↓
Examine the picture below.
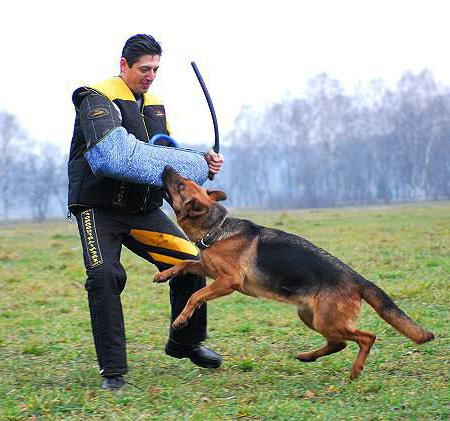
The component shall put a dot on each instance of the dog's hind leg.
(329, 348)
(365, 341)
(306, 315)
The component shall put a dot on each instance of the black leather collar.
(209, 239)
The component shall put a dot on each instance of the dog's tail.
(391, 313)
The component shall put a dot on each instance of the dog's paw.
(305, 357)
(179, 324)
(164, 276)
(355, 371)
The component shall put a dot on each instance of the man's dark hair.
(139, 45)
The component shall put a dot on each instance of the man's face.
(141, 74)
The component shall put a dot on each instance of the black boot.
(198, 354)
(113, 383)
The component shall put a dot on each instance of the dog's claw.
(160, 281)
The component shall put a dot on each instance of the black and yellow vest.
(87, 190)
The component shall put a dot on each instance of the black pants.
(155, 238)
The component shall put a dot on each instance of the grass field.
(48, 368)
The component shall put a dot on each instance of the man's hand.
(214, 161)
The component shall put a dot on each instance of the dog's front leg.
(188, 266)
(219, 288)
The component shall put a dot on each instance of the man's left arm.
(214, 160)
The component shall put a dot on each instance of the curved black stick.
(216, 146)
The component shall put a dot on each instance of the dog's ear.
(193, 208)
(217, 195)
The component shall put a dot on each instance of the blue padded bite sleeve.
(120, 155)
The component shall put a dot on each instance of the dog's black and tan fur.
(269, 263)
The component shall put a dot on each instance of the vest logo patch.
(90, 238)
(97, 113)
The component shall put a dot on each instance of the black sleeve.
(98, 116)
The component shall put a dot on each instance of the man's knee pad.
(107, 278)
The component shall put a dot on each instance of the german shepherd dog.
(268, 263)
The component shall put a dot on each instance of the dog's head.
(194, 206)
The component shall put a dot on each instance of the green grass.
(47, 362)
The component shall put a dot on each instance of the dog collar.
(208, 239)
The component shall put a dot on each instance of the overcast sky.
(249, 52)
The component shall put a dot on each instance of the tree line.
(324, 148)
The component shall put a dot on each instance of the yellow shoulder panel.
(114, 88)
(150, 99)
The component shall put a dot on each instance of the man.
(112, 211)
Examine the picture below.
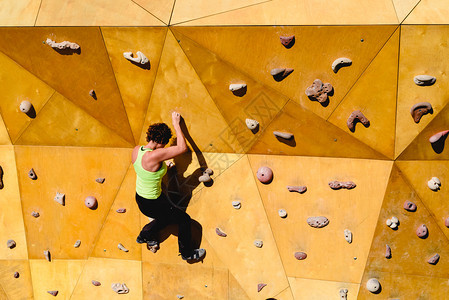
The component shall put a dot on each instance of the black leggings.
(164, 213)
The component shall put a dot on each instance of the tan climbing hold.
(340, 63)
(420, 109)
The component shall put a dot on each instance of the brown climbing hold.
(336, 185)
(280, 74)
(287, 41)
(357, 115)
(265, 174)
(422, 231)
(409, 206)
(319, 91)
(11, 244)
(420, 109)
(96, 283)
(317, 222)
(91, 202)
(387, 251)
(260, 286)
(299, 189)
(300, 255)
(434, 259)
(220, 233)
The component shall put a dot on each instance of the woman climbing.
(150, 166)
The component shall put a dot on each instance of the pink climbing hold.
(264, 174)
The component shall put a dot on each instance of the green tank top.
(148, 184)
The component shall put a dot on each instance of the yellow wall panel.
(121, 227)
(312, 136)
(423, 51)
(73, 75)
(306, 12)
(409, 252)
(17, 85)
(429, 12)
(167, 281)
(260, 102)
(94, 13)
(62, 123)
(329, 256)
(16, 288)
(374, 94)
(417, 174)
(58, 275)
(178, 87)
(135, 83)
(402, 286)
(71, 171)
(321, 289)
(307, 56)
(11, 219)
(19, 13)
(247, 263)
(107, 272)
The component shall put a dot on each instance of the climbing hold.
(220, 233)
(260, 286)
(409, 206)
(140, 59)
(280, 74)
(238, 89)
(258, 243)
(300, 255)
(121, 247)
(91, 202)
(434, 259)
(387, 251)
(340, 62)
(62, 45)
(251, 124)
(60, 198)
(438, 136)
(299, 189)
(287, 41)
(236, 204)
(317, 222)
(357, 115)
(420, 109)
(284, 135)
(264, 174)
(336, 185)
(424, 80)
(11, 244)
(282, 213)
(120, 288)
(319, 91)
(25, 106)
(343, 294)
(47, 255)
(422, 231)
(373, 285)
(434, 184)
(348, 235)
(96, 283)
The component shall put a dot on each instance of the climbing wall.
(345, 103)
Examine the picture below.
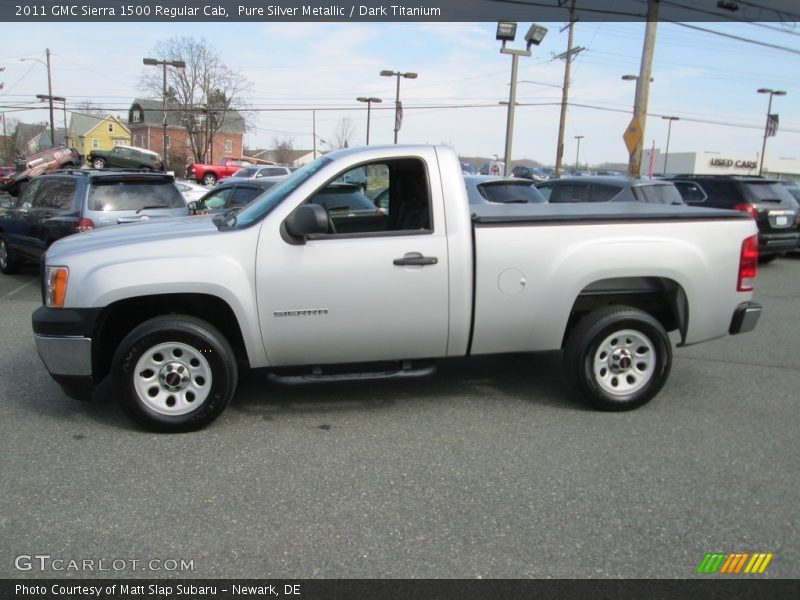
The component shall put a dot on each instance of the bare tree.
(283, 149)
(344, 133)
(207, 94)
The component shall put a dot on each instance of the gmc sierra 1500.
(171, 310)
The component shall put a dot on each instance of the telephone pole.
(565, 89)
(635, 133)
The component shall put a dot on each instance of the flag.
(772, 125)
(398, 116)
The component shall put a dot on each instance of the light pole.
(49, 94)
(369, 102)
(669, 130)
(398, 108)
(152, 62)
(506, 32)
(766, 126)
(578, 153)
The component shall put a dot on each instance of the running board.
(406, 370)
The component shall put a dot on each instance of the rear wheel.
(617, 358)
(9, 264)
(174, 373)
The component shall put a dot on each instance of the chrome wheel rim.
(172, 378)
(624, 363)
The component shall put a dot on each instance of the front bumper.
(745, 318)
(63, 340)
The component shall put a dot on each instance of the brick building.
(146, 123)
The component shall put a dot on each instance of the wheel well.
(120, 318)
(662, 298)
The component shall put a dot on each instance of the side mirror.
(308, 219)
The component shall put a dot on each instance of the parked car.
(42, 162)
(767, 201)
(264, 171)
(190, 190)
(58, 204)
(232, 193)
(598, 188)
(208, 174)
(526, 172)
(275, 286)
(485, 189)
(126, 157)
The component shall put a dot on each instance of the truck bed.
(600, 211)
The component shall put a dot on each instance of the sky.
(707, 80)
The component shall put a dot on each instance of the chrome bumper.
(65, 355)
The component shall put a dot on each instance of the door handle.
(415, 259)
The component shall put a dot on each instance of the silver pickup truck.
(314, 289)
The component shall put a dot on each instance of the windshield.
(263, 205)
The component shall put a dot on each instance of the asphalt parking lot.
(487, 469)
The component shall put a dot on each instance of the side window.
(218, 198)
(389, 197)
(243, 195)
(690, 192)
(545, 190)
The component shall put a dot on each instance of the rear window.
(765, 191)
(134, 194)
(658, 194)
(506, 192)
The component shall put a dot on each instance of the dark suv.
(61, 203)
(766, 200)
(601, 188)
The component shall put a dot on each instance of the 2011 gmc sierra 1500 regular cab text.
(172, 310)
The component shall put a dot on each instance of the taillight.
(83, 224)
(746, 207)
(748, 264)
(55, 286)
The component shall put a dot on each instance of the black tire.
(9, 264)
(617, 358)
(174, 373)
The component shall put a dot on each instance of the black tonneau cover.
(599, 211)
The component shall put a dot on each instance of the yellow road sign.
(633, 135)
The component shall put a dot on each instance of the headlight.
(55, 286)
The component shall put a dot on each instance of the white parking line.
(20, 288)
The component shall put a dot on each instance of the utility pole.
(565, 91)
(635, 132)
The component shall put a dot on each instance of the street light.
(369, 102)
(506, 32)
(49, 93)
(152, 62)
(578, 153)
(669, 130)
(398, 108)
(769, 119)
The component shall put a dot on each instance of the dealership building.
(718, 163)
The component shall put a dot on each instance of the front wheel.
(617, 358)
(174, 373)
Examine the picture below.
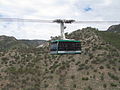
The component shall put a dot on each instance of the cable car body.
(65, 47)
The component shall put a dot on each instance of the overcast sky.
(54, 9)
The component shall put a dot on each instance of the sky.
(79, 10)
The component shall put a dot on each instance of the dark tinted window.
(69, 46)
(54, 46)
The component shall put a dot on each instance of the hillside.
↑
**Given task:** Turn all of the data above into a Markdown table with the columns Row and Line, giving each line its own numbered row and skipping blank lines. Leave the pictures out.

**Complete output:**
| Row | Line |
|---|---|
| 1 | Examine the picture below. |
| 2 | The component shall put a dot on each instance of the dog's hind leg. |
| 3 | (329, 348) |
| 4 | (365, 341) |
| 5 | (306, 315) |
| 6 | The component shall put a dot on each instance of the black leather collar. |
| 7 | (209, 239) |
| 8 | The component shall put a dot on each instance of the dog's tail. |
| 9 | (391, 313) |
| 10 | The component shall put a dot on each instance of the dog's paw. |
| 11 | (305, 357) |
| 12 | (179, 324) |
| 13 | (164, 276) |
| 14 | (355, 371) |
| 15 | The component shall put a dot on each instance of the man's dark hair. |
| 16 | (139, 45) |
| 17 | The component shall put a dot on each instance of the man's face. |
| 18 | (141, 74) |
| 19 | The component shall put a dot on each instance of the black boot. |
| 20 | (198, 354) |
| 21 | (113, 383) |
| 22 | The component shall put a dot on each instance of the dog's claw. |
| 23 | (160, 281) |
| 24 | The component shall put a dot on each instance of the black and yellow vest. |
| 25 | (87, 190) |
| 26 | The component shall put a dot on each instance of the black pants. |
| 27 | (155, 238) |
| 28 | The component shall put a dot on each instance of the grass field. |
| 29 | (48, 368) |
| 30 | The component shall put a dot on each instance of the man's hand. |
| 31 | (214, 161) |
| 32 | The component shall put a dot on each instance of the dog's front leg. |
| 33 | (188, 266) |
| 34 | (219, 288) |
| 35 | The component shall put a dot on each instance of the man's left arm. |
| 36 | (214, 160) |
| 37 | The component shall put a dot on each instance of the curved black stick. |
| 38 | (216, 146) |
| 39 | The component shall put a dot on each instance of the dog's ear. |
| 40 | (193, 208) |
| 41 | (217, 195) |
| 42 | The component shall put a dot on each instance of the blue padded bite sleeve. |
| 43 | (120, 155) |
| 44 | The component shall put a dot on each instance of the dog's black and tan fur. |
| 45 | (269, 263) |
| 46 | The component shall put a dot on each instance of the vest logo patch. |
| 47 | (90, 238) |
| 48 | (97, 113) |
| 49 | The component shall put a dot on each instance of the black sleeve. |
| 50 | (98, 116) |
| 51 | The component shall put a dot on each instance of the man's knee pad. |
| 52 | (107, 278) |
| 53 | The component shall put a dot on each instance of the german shepherd dog. |
| 54 | (268, 263) |
| 55 | The component shall put a dot on each instance of the dog's head. |
| 56 | (194, 206) |
| 57 | The component shall put a dot on each instance of the green grass. |
| 58 | (47, 362) |
| 59 | The component shall put a dot on each instance of the dog collar. |
| 60 | (208, 239) |
| 61 | The component shall put a dot on each instance of the overcast sky. |
| 62 | (249, 52) |
| 63 | The component shall put a dot on each instance of the tree line. |
| 64 | (324, 148) |
| 65 | The component shall put a dot on each instance of the yellow shoulder panel. |
| 66 | (114, 88) |
| 67 | (150, 99) |
| 68 | The component shall put a dot on each instance of the man. |
| 69 | (112, 211) |
| 70 | Examine the picture below. |
| 71 | The component shall put a dot on each instance of the black leggings. |
| 72 | (164, 213) |
| 73 | The component shall put a dot on each instance of the tan climbing hold. |
| 74 | (340, 63) |
| 75 | (420, 109) |
| 76 | The component shall put a dot on each instance of the brown climbing hold. |
| 77 | (336, 185) |
| 78 | (280, 74) |
| 79 | (287, 41) |
| 80 | (357, 115) |
| 81 | (265, 174) |
| 82 | (422, 231) |
| 83 | (409, 206) |
| 84 | (319, 91) |
| 85 | (11, 244) |
| 86 | (420, 109) |
| 87 | (96, 283) |
| 88 | (317, 222) |
| 89 | (91, 202) |
| 90 | (387, 251) |
| 91 | (260, 286) |
| 92 | (299, 189) |
| 93 | (300, 255) |
| 94 | (434, 259) |
| 95 | (220, 233) |
| 96 | The component shall put a dot on each instance of the woman climbing. |
| 97 | (150, 166) |
| 98 | The component shall put a dot on each instance of the pink climbing hold. |
| 99 | (264, 174) |
| 100 | The component shall put a dot on each instance of the green tank top. |
| 101 | (148, 184) |
| 102 | The component shall put a dot on each instance of the yellow wall panel. |
| 103 | (121, 227) |
| 104 | (312, 136) |
| 105 | (423, 51) |
| 106 | (73, 75) |
| 107 | (306, 12) |
| 108 | (409, 252) |
| 109 | (17, 85) |
| 110 | (429, 12) |
| 111 | (167, 281) |
| 112 | (260, 102) |
| 113 | (94, 13) |
| 114 | (62, 123) |
| 115 | (329, 256) |
| 116 | (16, 288) |
| 117 | (374, 94) |
| 118 | (417, 174) |
| 119 | (58, 275) |
| 120 | (178, 87) |
| 121 | (135, 83) |
| 122 | (402, 286) |
| 123 | (71, 171) |
| 124 | (321, 289) |
| 125 | (307, 56) |
| 126 | (11, 219) |
| 127 | (19, 13) |
| 128 | (247, 263) |
| 129 | (107, 272) |
| 130 | The component shall put a dot on each instance of the climbing hold. |
| 131 | (220, 233) |
| 132 | (260, 286) |
| 133 | (409, 206) |
| 134 | (140, 59) |
| 135 | (280, 74) |
| 136 | (238, 89) |
| 137 | (258, 243) |
| 138 | (300, 255) |
| 139 | (121, 247) |
| 140 | (91, 202) |
| 141 | (434, 259) |
| 142 | (387, 251) |
| 143 | (340, 62) |
| 144 | (62, 45) |
| 145 | (251, 124) |
| 146 | (60, 198) |
| 147 | (438, 136) |
| 148 | (299, 189) |
| 149 | (287, 41) |
| 150 | (236, 204) |
| 151 | (317, 222) |
| 152 | (357, 115) |
| 153 | (420, 109) |
| 154 | (284, 135) |
| 155 | (264, 174) |
| 156 | (336, 185) |
| 157 | (424, 80) |
| 158 | (11, 244) |
| 159 | (282, 213) |
| 160 | (120, 288) |
| 161 | (319, 91) |
| 162 | (25, 106) |
| 163 | (343, 294) |
| 164 | (47, 255) |
| 165 | (422, 231) |
| 166 | (373, 285) |
| 167 | (434, 184) |
| 168 | (348, 235) |
| 169 | (96, 283) |
| 170 | The component shall put a dot on each instance of the climbing wall. |
| 171 | (345, 103) |
| 172 | Examine the picture below. |
| 173 | The component shall put a dot on each instance of the bare tree. |
| 174 | (283, 149) |
| 175 | (344, 133) |
| 176 | (207, 94) |
| 177 | The component shall put a dot on each instance of the gmc sierra 1500. |
| 178 | (171, 310) |
| 179 | The component shall put a dot on each instance of the telephone pole. |
| 180 | (565, 89) |
| 181 | (635, 133) |
| 182 | The component shall put a dot on each instance of the flag. |
| 183 | (772, 125) |
| 184 | (398, 116) |
| 185 | The component shall put a dot on each instance of the light pole. |
| 186 | (49, 94) |
| 187 | (369, 102) |
| 188 | (669, 130) |
| 189 | (398, 108) |
| 190 | (152, 62) |
| 191 | (506, 32) |
| 192 | (766, 126) |
| 193 | (578, 153) |
| 194 | The component shall put a dot on each instance of the running board. |
| 195 | (406, 370) |
| 196 | The component shall put a dot on each instance of the rear wheel. |
| 197 | (617, 358) |
| 198 | (9, 264) |
| 199 | (174, 373) |
| 200 | The component shall put a dot on each instance of the chrome wheel rim. |
| 201 | (172, 378) |
| 202 | (624, 363) |
| 203 | The component shall put a dot on each instance of the front bumper. |
| 204 | (745, 318) |
| 205 | (63, 340) |
| 206 | The component shall put a dot on each instance of the brick building. |
| 207 | (146, 123) |
| 208 | The component shall put a dot on each instance of the wheel well. |
| 209 | (120, 318) |
| 210 | (662, 298) |
| 211 | The component shall put a dot on each instance of the side mirror. |
| 212 | (308, 219) |
| 213 | The component shall put a dot on each instance of the parked car. |
| 214 | (42, 162) |
| 215 | (767, 201) |
| 216 | (264, 171) |
| 217 | (190, 190) |
| 218 | (58, 204) |
| 219 | (232, 193) |
| 220 | (598, 188) |
| 221 | (208, 174) |
| 222 | (526, 172) |
| 223 | (275, 286) |
| 224 | (485, 189) |
| 225 | (126, 157) |
| 226 | The component shall put a dot on each instance of the truck bed. |
| 227 | (600, 211) |
| 228 | The component shall put a dot on each instance of the sky. |
| 229 | (707, 80) |
| 230 | The component shall put a dot on each instance of the chrome bumper. |
| 231 | (65, 355) |
| 232 | The component shall put a dot on each instance of the door handle. |
| 233 | (415, 259) |
| 234 | The component shall put a dot on each instance of the silver pickup truck. |
| 235 | (314, 289) |
| 236 | The component shall put a dot on each instance of the windshield. |
| 237 | (263, 205) |
| 238 | The component shall put a dot on each instance of the asphalt parking lot. |
| 239 | (487, 469) |
| 240 | The component shall put a dot on each instance of the side window. |
| 241 | (218, 198) |
| 242 | (389, 197) |
| 243 | (243, 195) |
| 244 | (690, 192) |
| 245 | (545, 190) |
| 246 | The component shall put a dot on each instance of the rear window. |
| 247 | (765, 191) |
| 248 | (134, 194) |
| 249 | (658, 194) |
| 250 | (506, 192) |
| 251 | The component shall put a dot on each instance of the dark suv. |
| 252 | (61, 203) |
| 253 | (766, 200) |
| 254 | (601, 188) |
| 255 | The component shall put a dot on each instance of the 2011 gmc sierra 1500 regular cab text. |
| 256 | (172, 310) |
| 257 | The component shall put a dot on each instance of the taillight. |
| 258 | (83, 224) |
| 259 | (746, 207) |
| 260 | (748, 264) |
| 261 | (55, 286) |
| 262 | The component shall put a dot on each instance of the black tire. |
| 263 | (9, 264) |
| 264 | (617, 358) |
| 265 | (174, 373) |
| 266 | The component shall put a dot on each instance of the black tonneau cover. |
| 267 | (599, 211) |
| 268 | The component shall put a dot on each instance of the yellow road sign. |
| 269 | (633, 135) |
| 270 | The component shall put a dot on each instance of the headlight. |
| 271 | (55, 286) |
| 272 | The component shall put a dot on each instance of the white parking line. |
| 273 | (20, 288) |
| 274 | The component shall put a dot on each instance of the utility pole. |
| 275 | (565, 91) |
| 276 | (635, 132) |
| 277 | The component shall put a dot on each instance of the street light. |
| 278 | (369, 102) |
| 279 | (506, 32) |
| 280 | (49, 93) |
| 281 | (152, 62) |
| 282 | (578, 153) |
| 283 | (669, 130) |
| 284 | (398, 108) |
| 285 | (769, 119) |
| 286 | The component shall put a dot on each instance of the dealership building. |
| 287 | (718, 163) |
| 288 | The component shall put a dot on each instance of the front wheel. |
| 289 | (617, 358) |
| 290 | (174, 373) |
| 291 | Examine the picture below. |
| 292 | The component shall put a dot on each instance of the cable car body. |
| 293 | (65, 47) |
| 294 | The component shall put a dot on each instance of the overcast sky. |
| 295 | (54, 9) |
| 296 | The component shall put a dot on each instance of the sky. |
| 297 | (79, 10) |
| 298 | The component shall put a dot on each instance of the dark tinted window. |
| 299 | (69, 46) |
| 300 | (54, 46) |
| 301 | The component shall put a dot on each instance of the hillside. |